■ GIVEN INSTRUCTION ■
In the records below, switch "seated person" to "sitting person" and reproduce every line with nothing else altered.

■ Data entries ■
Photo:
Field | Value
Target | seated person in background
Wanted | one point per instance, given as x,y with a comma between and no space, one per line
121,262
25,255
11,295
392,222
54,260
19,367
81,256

■ RESPONSE FOR THIS EXERCISE ■
Photo:
Field | Value
Target | sitting person in background
Wanted | one point per instance, given as x,y with a comma between and no space, one per line
121,262
25,255
11,295
392,222
54,260
19,367
81,256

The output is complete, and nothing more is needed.